[MATERIAL PROVIDED]:
+ + + + + + +

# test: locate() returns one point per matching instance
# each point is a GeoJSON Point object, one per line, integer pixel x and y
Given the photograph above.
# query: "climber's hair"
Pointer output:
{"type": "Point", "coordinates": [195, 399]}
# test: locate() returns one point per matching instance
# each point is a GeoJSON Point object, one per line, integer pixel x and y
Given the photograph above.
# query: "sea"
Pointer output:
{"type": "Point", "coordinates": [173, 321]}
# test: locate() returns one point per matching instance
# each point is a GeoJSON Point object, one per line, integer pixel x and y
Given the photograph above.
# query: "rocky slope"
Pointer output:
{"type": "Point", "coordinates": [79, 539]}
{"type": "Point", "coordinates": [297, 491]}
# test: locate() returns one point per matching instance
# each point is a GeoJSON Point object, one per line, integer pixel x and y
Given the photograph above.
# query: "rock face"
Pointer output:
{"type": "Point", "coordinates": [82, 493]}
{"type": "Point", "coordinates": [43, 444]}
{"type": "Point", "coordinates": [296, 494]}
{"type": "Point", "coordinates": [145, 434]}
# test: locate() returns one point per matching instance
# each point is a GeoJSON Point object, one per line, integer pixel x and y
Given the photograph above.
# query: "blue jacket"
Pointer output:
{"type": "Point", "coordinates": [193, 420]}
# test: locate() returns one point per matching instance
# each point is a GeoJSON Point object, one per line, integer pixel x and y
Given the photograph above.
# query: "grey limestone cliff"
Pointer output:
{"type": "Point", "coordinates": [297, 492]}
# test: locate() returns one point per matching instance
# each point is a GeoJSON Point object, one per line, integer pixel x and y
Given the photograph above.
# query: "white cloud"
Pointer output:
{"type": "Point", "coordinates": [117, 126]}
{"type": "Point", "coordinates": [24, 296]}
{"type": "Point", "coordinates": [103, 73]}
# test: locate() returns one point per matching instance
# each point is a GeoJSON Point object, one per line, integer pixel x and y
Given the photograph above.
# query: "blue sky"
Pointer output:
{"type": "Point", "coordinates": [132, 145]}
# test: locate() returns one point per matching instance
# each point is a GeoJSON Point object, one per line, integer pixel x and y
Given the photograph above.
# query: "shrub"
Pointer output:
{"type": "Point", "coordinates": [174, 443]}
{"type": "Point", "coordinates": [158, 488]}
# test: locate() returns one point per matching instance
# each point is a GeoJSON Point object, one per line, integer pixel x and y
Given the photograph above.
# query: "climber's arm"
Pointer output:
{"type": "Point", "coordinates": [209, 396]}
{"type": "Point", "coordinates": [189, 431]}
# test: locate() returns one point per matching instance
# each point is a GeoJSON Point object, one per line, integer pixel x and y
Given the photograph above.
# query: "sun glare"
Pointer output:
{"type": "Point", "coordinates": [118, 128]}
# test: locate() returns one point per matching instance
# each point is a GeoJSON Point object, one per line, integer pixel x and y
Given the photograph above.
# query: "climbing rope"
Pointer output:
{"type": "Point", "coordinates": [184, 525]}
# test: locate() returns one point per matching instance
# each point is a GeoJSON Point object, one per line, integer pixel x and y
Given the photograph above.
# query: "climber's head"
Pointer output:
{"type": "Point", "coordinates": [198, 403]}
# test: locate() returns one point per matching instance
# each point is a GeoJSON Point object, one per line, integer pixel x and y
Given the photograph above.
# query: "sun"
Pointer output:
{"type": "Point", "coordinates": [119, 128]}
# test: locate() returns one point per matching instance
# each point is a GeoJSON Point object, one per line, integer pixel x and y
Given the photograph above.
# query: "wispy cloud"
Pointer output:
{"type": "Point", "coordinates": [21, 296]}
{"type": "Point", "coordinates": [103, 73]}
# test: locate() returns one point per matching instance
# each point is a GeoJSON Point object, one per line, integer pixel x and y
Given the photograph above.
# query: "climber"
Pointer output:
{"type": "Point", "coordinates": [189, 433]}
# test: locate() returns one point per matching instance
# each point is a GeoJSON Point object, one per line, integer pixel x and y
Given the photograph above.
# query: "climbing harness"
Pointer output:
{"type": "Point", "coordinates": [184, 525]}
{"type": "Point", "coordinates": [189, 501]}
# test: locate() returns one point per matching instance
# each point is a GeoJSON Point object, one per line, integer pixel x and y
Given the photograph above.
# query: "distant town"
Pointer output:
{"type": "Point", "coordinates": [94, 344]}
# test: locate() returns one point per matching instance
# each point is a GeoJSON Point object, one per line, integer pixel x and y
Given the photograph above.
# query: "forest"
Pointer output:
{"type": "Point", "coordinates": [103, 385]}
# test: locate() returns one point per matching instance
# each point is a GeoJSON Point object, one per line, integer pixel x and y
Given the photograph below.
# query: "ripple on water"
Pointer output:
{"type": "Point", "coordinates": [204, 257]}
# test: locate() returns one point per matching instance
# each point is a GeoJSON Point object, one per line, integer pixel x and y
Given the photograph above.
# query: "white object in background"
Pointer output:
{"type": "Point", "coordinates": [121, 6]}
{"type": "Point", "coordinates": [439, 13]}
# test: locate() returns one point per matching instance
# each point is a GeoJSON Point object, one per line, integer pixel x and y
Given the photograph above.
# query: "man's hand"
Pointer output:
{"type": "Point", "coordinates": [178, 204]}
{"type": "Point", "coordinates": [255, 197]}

+ + + + + + +

[WHAT YOU ARE ASKED TO DO]:
Pull out every line in the lines above that contains the string "climbing".

[OUTPUT OF THE EXERCISE]:
# query: "climbing rope"
# query: "climbing harness"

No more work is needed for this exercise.